───── RECORDS FOR THIS EXERCISE ─────

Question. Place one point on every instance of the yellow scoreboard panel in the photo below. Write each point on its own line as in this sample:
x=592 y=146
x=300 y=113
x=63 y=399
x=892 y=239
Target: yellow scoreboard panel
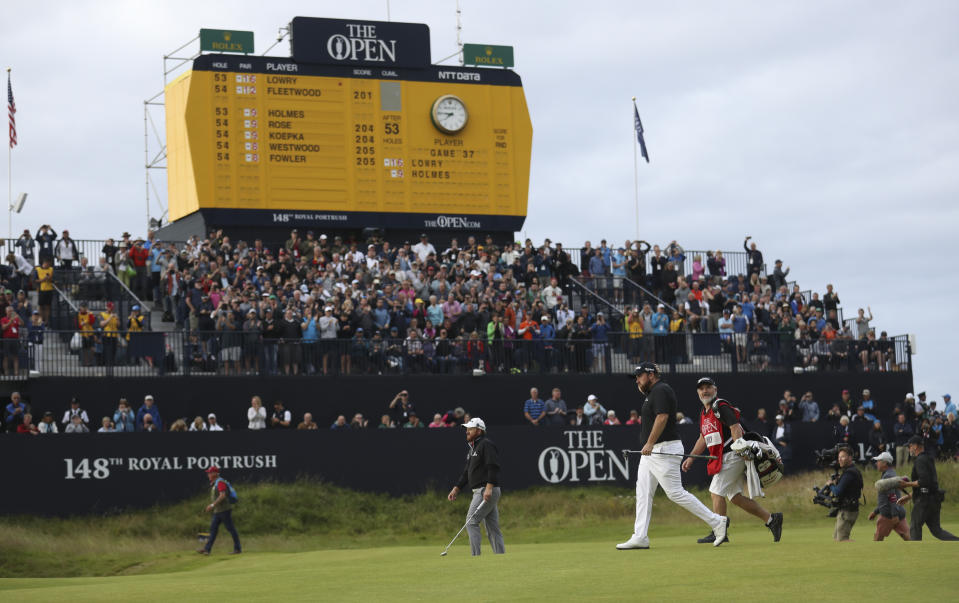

─────

**EXERCISE OBJECTIVE:** Each entry must be set down word for word; no image may be carried over.

**ANSWER TO THIS PROBLEM:**
Question. Place one point on every instance of the yellow scoreboard panel in the photo below. Write each point on its own line as in this sample:
x=592 y=146
x=300 y=113
x=63 y=399
x=892 y=239
Target: yellow scoreboard panel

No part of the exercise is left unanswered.